- [Problem]: Extend the astronomy excerpt on the morning planets and the star Atik by carrying it on from its final words.

- [Source excerpt]:
#####
Planetary glory really belongs to the morning sky, where Venus and
Jupiter rule together in their brilliance.  Following their
November 4 conjunction, Jupiter has steadily moved to the west of
Venus, and now rises about 3 AM, roughly an hour before Venus.  A
telescope quickly reveals up to four of Jupiter's moons (which can
actually be seen in binoculars) and Venus's gibbous shape.  On the
morning of Tuesday the 16th, Venus will pass four degrees to the
north of the first magnitude star Spica in Virgo.  An hour after
Venus rises, just before the beginning of twilight, up comes much
dimmer reddish Mars

Beautifully climbing the eastern sky at sundown are the classic
constellations of northern Autumn.  By late evening Cassiopeia --
noted by the upside-down "W" -- is nearly overhead, Andromeda to
the south, while the northeast is graced by the star streams that
make Perseus, the Hero and rescuer of Andromeda.  Following well
behind Perseus, lighting up the far northeast in late evening, is
Capella in Auriga, the most northerly of the set of first magnitude
stars.

STAR OF THE WEEK.  ATIK (Omicron Persei).  At the end of one of the
star-streams that make most of Perseus, just to the west of bright
Zeta Persei, lies seemingly modest Atik, Omicron Persei, the name
apparently referring to a "shoulder" of the Pleiades, which lies
just to the south of the Hero's stars.  Atik's fourth magnitude
(3.83, really not all that faint) status is the result of
considerable distance, direct measure giving 1475 light years (with
a large uncertainty).  The faintness is also caused by considerable
dimming by interstellar dust in the Milky Way; a clear path would
render Atik about a magnitude brighter.  Atik's chief attribute is
its duplicity.  It is a spectroscopic binary (one detected through
Doppler shifts in a composite spectrum) with a very short period of
4.419171 days in which a hot class B (B1.5) giant with a
temperature of 22,000 Kelvin mutually orbits another B star (this
one a B3 dwarf 2.5 magnitudes fainter with a temperature of
18,600).  Mutual tides distort the components into ellipsoidal
shapes, which make the binary appear to vary over the orbital
period by a few hundredths of a magnitude.  The giant is evolving
with a dead or near-dead helium core, while the dwarf is a common
hydrogen-fuser.  The combined luminosity of the pair (with
considerable allowance for ultraviolet light) comes in at 82,000
solar, which given that the giant is 10 times the luminosity of the
dwarf, leads to respective luminosities of 75,000 and 7500 solar.
Combination of data yield masses of 17 and 8 solar.  Each star
rotates with an equatorial velocity greater than 85 kilometers per
second.  However, all is not well, since orbital analysis gives a
bit of a different picture, with respective luminosities of "only"
#####
[Photo-based point labeling data]

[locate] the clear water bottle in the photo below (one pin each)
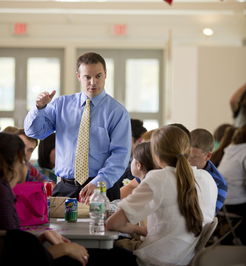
(103, 190)
(97, 211)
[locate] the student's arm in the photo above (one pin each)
(133, 209)
(119, 222)
(127, 189)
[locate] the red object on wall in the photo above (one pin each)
(20, 28)
(119, 29)
(169, 1)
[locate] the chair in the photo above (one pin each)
(221, 256)
(206, 233)
(228, 225)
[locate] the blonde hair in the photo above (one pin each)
(171, 145)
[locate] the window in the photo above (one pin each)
(24, 74)
(134, 79)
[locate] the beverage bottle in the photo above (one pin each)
(103, 189)
(97, 212)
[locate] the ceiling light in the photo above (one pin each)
(208, 32)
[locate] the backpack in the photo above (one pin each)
(31, 203)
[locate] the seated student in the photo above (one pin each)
(218, 134)
(46, 157)
(202, 144)
(225, 141)
(233, 167)
(16, 245)
(141, 164)
(238, 106)
(137, 131)
(127, 189)
(30, 144)
(177, 199)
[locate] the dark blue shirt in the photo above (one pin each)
(220, 182)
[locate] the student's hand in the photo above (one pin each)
(53, 237)
(72, 250)
(86, 192)
(44, 98)
(141, 230)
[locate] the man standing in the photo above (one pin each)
(109, 131)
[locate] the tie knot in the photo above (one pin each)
(88, 101)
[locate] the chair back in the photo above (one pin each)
(221, 256)
(206, 233)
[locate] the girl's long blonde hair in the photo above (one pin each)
(171, 145)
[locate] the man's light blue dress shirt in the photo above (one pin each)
(110, 134)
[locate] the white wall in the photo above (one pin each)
(202, 74)
(204, 78)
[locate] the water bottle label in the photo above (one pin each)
(97, 207)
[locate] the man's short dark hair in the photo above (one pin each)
(91, 58)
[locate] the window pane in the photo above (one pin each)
(7, 83)
(109, 83)
(6, 122)
(151, 124)
(43, 74)
(142, 80)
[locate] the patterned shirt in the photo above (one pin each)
(220, 182)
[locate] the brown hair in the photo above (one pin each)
(12, 148)
(220, 131)
(147, 135)
(142, 154)
(225, 141)
(202, 139)
(91, 58)
(239, 136)
(19, 131)
(171, 145)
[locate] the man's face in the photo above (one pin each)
(198, 158)
(29, 146)
(92, 78)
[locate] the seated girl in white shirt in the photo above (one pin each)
(177, 199)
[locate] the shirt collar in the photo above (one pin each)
(95, 100)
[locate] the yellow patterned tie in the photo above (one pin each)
(81, 168)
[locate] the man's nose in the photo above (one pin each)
(93, 81)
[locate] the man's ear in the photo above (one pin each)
(209, 155)
(77, 75)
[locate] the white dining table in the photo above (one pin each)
(77, 232)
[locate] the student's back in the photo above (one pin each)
(168, 240)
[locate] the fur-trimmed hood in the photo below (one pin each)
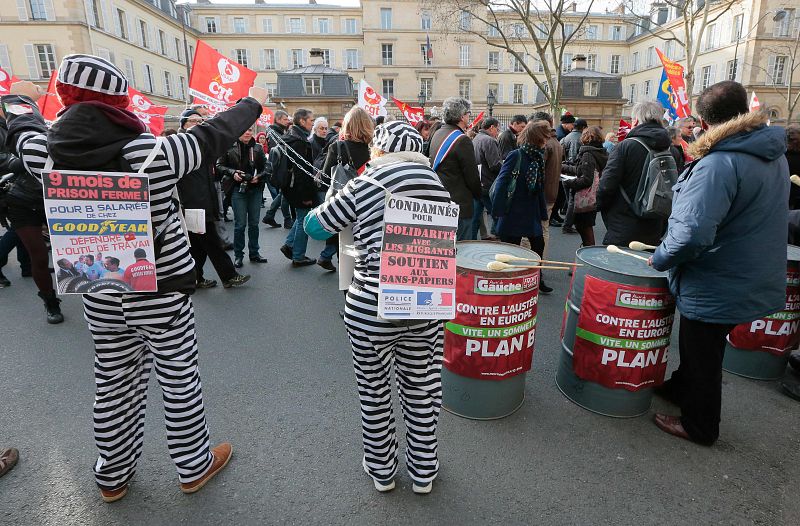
(747, 133)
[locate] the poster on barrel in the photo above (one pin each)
(493, 334)
(623, 334)
(100, 231)
(778, 334)
(418, 260)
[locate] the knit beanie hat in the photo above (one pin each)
(397, 136)
(83, 78)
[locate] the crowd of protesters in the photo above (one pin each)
(726, 227)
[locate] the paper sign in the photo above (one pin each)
(100, 231)
(418, 259)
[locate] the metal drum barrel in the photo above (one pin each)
(616, 268)
(760, 350)
(475, 383)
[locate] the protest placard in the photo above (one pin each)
(418, 260)
(100, 231)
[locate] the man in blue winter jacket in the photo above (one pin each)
(725, 249)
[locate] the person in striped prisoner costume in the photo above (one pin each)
(414, 351)
(132, 332)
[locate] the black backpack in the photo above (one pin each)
(653, 198)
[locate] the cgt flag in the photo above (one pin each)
(666, 97)
(216, 80)
(150, 114)
(674, 72)
(411, 113)
(371, 101)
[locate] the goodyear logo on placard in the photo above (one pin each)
(643, 300)
(503, 286)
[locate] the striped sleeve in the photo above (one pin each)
(338, 212)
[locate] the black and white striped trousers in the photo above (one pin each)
(415, 353)
(131, 333)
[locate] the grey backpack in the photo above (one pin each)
(653, 199)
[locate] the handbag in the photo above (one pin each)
(342, 173)
(501, 201)
(586, 199)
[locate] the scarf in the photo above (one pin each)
(535, 174)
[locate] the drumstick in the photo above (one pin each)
(614, 249)
(508, 258)
(638, 245)
(499, 265)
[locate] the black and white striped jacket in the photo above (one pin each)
(180, 154)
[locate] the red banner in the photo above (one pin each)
(49, 103)
(150, 114)
(778, 334)
(411, 113)
(675, 75)
(622, 338)
(216, 80)
(493, 333)
(267, 117)
(6, 81)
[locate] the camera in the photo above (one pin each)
(246, 178)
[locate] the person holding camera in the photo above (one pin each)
(243, 170)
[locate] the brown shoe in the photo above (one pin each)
(672, 425)
(114, 494)
(8, 459)
(222, 455)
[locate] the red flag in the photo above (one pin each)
(49, 103)
(477, 120)
(6, 81)
(675, 75)
(267, 117)
(624, 129)
(150, 114)
(216, 80)
(411, 113)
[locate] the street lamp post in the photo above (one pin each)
#####
- [Reply to the task]:
12,300 and 2000 solar, lower masses of 10 and 7 solar, and radii of
7.6 and 4.0 solar (which with rotation speed gives rotation periods
less than 4.5 and 2.4 days).  The problem is most likely one of
distance.  Atik lies at the edge of the ability the Hipparcos
satellite to produce good parallaxes.  Factoring in the errors
could make the star as close as 1000 light years, which would much
narrow (but still not close) the gap between the two
determinations.  Atik is a source of X-rays that suggest gasses at
two temperatures.  A hot gas at 3 million Kelvin is probably
produced when the winds of the two stars collide, while a much
hotter temperature of 16 million may be from some kind of hot
corona (odd, since the stars should not have the required magnetic
fields).  The giant is near the lower mass limit for which stars
explode, while the dwarf will become a massive white dwarf like
Sirius B.  Nearby, only a second of arc away, is an eight magnitude
possible companion, about which nothing is known.  Atik's
membership in the Perseus OB2 association of hot O and B stars
(which is associated with the cluster IC 348 and which houses both
Zeta and Xi Per) has long been disputed, the consensus now being
that the star is not a member of the troup.



****************************************************************
Jim Kaler
Professor Emeritus of Astronomy   Phone: (217) 333-9382
University of Illinois            Fax: (217) 244-7638
Department of Astronomy           email: kaler@xxxxxxxxxxxxxx
103 Astronomy Bldg.               web: http://www.astro.uiuc.edu/~kaler/
1002 West Green St.
Urbana, IL 61801
USA

Visit: http://www.astro.uiuc.edu/~kaler/ for links to:
  Skylights (Weekly Sky News updated each Friday)
    Stars (Portraits of Stars and the Constellations)
      The StarGazer (a new planetarium show)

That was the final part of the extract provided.